» **Excerpted text**
▬▬▬

They suggest soft, fuzzy images, but do not be deceived: warm lines are proving a powerful approach to reducing hospitalization. Warm lines are a form of social support and a complement to hot lines whose time has come. In this age of social isolation, the phone is proving itself a lifeline for people with mental illness who are either too afraid or alone to connect with family or friend.
In New Hampshire, a survey1 was conducted with Emergency Services (ES) phone call answering services staff about their experiences before and after a consumer-run warmline in the region was established in the region.
The survey results indicated that non-emergency calls by consumers to the ES phone line were reduced by sixty percent with the establishment of a local warmline.
Warm lines run by people in recovery from mental illness hold a special appeal for callers with the same label. Many people with mental illness refuse to call a crisis team because they are afraid they will again be committed. Indeed a survey of previously hospitalized consumers by the Well Being Project in 1987 found that 47% of them refused to even contact a clinic due to the trauma of hospitalization. This means that consumers would rather wait until their crisis reaches the point where they could no longer be calmed by respite or other alternatives to hospitalization.

▬▬▬

» **Recorded information**

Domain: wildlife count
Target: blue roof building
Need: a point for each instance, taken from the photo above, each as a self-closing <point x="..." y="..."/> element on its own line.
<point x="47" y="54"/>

▬▬▬

» **Prompt A**
In the warm lines text, by how much did non-emergency calls from consumers to the ES phone line fall once a local warmline was set up?
» **Prompt B**
Please continue the warm lines text from the point where it stops.

» **Answer box A**
They fell by sixty percent.

» **Answer box B**
I interviewed the director of a typical consumer-run warm line in New Hampshire. He stated that they grew out of the expressed need of club members to have support available after the club closed. These members felt unsafe calling the crisis team. The warm line operates with a different person receiving calls each day. They are given training and supervision by the director of the club. He stated that an unexpected benefit has been the preparation and motivation the job has provided to the workers. Several of them have gotten full-time jobs and have gotten off disability.
For a Listing of Warmlines, visit www.warmline.org
1 The survey was conducted in 1995 by the Community mental health center (CMHC) for the Derry/Salem region (BBH Region 10) of New Hampshire. The CMHC, now known as CLM Behavioral Health, together with NH Department of Mental Health found that establishing a warmline was of benefit as it freed ES workers from handling non-crisis calls so that they might be free to focus on responding well to consumers in a genuine crisis.